## YOUR ASSIGNMENT
An exact copy of every entry is what's needed, so please transcribe them all.

Stored items
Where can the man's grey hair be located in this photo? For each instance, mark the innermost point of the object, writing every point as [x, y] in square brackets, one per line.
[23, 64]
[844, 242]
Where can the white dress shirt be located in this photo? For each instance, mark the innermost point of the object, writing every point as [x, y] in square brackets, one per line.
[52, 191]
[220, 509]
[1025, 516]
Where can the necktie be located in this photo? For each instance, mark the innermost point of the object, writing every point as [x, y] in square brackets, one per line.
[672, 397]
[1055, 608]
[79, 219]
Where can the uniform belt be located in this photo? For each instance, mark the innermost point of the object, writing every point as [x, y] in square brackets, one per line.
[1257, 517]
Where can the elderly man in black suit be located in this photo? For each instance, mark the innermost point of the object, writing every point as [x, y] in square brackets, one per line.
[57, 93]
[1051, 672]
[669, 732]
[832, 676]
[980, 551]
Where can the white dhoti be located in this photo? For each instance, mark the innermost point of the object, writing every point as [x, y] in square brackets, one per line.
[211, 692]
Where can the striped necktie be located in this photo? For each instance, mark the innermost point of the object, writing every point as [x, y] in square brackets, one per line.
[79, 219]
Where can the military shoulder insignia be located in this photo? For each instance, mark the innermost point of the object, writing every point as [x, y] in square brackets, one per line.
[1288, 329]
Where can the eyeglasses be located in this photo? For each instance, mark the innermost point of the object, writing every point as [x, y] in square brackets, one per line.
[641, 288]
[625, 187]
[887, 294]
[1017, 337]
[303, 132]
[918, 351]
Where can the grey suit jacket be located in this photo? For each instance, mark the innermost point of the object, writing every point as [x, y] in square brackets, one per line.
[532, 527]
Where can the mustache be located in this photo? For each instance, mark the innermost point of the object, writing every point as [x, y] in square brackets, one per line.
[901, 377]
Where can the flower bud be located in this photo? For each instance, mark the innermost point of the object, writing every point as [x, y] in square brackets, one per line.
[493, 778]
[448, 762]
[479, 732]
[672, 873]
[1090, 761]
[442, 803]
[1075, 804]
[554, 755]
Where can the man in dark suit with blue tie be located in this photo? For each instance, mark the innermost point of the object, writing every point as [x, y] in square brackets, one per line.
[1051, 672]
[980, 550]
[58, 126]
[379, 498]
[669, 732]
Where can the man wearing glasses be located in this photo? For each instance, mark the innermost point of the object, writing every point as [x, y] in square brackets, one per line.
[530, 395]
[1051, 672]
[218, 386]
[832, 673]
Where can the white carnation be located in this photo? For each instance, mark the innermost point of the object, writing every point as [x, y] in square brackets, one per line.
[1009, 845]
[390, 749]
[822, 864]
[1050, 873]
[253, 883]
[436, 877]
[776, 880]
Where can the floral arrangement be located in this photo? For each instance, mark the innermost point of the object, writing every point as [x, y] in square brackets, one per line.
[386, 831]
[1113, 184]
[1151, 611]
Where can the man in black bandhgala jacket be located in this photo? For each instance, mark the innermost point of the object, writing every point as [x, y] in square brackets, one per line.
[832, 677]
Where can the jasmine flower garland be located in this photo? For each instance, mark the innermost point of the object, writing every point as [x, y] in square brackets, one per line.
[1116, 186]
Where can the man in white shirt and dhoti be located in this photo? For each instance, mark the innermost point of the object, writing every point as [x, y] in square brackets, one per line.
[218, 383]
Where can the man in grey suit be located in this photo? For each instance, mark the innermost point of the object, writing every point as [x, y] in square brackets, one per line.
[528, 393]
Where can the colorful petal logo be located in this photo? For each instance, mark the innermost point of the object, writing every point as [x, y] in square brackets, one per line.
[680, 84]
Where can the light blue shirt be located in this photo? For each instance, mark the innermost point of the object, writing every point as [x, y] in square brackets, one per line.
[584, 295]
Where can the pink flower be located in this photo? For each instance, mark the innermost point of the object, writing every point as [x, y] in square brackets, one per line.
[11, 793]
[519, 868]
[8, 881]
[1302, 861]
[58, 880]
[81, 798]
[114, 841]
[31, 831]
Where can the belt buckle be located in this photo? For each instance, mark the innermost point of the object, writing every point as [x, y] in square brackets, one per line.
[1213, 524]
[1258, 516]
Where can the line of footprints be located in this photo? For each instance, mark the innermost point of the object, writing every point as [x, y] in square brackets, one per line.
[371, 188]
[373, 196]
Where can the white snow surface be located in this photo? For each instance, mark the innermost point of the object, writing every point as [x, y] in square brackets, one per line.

## RESULT OF THIS EXERCISE
Where can the man's grey hair be located in this photo? For each instance, mark the innermost point of the object, writing every point as [x, y] in square brackets, one per line.
[23, 64]
[844, 242]
Where can the white dress shirt be located in this photo? For each instance, mark the innermost point of the object, writing every point as [x, y] in square brackets, one per line.
[52, 191]
[220, 509]
[1025, 516]
Where can the necktie be located in this photo? For each instance, mark the innermost point of the object, writing every point as [x, y] in square brackets, one per line.
[672, 397]
[1055, 608]
[79, 219]
Where can the uniform belt be located in this photo? For each instance, mark the innermost point of the object, writing every point as [x, y] in square brackets, one per line.
[1257, 517]
Where can the elderly man in black suit be located in this photo? For each instance, mark the innermost point of the object, writing every point as [x, y] in square brackets, one per line.
[57, 93]
[1051, 672]
[669, 732]
[832, 676]
[980, 551]
Where can the white dhoti be located in this photo? For each instance, mark the innermost point of the object, writing every point as [x, y] in square brackets, one per line.
[211, 692]
Where can the striped necktie be located in this photo? For each instance, mark the innermost point of the object, writing every point as [x, y] in square brackets, one per line.
[79, 219]
Where can the military shoulder insignia be located in this photo? For each instance, mark the innermost point of the object, writing every point as [x, y] in square brackets, one per line.
[1288, 329]
Where can the eyeglasses be located in this photo? For each instance, mark the innermost point of the object, writing every point as [x, y] in square brackets, one per line.
[641, 288]
[625, 187]
[887, 294]
[1017, 337]
[303, 132]
[918, 351]
Where can the grey suit jacket be located in this photo? For each instance, mark the innermost point of the object, writing every point as [x, y] in square brackets, one per line.
[532, 527]
Where can the mustache be located in this photo? For each instance, mark the innermost point of the object, writing every point as [x, y] in square brackets, one per line.
[901, 377]
Where can the flower bud be located in this photo? For each instance, mark the innermost point of the object, writing every point as [x, y] in square brackets, one per line.
[493, 778]
[448, 762]
[479, 732]
[672, 873]
[1090, 761]
[442, 803]
[1075, 804]
[554, 755]
Where can the man in dark suit with blue tie be located in this photo? For each instance, mark the innermost point of the object, writing every point as [x, y] in square brackets, one per line.
[1051, 672]
[980, 550]
[58, 126]
[379, 498]
[669, 732]
Where can the man wearing glasses be located in this photo? For each instance, mark the innermost point of the object, writing every point as [x, y] in square brackets, one per line.
[530, 395]
[1051, 672]
[218, 386]
[832, 673]
Where can the white carnation be located in this photo? For each instance, mark the innermost point of the object, writing every point as [x, y] in square brackets, one per line.
[1009, 845]
[390, 749]
[822, 864]
[1050, 873]
[253, 883]
[436, 877]
[776, 880]
Where can the floral arrangement be located in this photo? For each instance, mark the innermost point of the object, writing every point as [x, y] in square brackets, one per line.
[386, 831]
[1113, 184]
[1151, 611]
Where can the man in black bandhgala jacket be located in this photo? For each instance, mark the innermost point of the object, writing every point as [x, y] in square brackets, one per line.
[832, 677]
Where can the jasmine flower garland be located in this photo? For each instance, mark the innermost point of the object, writing every point as [x, y] in square brackets, one per line.
[1116, 186]
Where can the man in white shirt and dhoti be located in this photo? For each instance, mark the innermost point of the object, writing every point as [x, y] in square brackets, one per line.
[218, 383]
Where can the man in grey suit be located in this photo? For each instance, mark the innermost point of the object, writing every point as [x, y] in square brackets, one per line.
[528, 393]
Where can the colorful petal logo be located in this photo? For each instance, mark the innermost point of the object, writing every point as [x, y] in square brackets, one per line.
[680, 84]
Where can the light blue shirt be located in this photo? For each instance, mark the innermost point of the object, writing every point as [x, y] in square brackets, one per line.
[584, 295]
Where can the pink flower be located in this photo? For each instance, mark the innermost point of the object, writing every point as [x, y] in square brackets, one per line.
[11, 793]
[519, 868]
[8, 881]
[1302, 861]
[58, 880]
[81, 798]
[114, 841]
[31, 831]
Where can the belt buckle be located in this photo? For each instance, mark the innermost point of the object, writing every point as [x, y] in square brackets, one per line.
[1213, 524]
[1258, 516]
Where can the line of footprints be located in this photo? For each instance, mark the innermost point of the object, writing every point as [x, y] in square brackets, one per line.
[371, 188]
[373, 196]
Where can the white snow surface be located in this photo? For each instance, mark the innermost point of the object, writing every point as [x, y] in square brackets, one per line.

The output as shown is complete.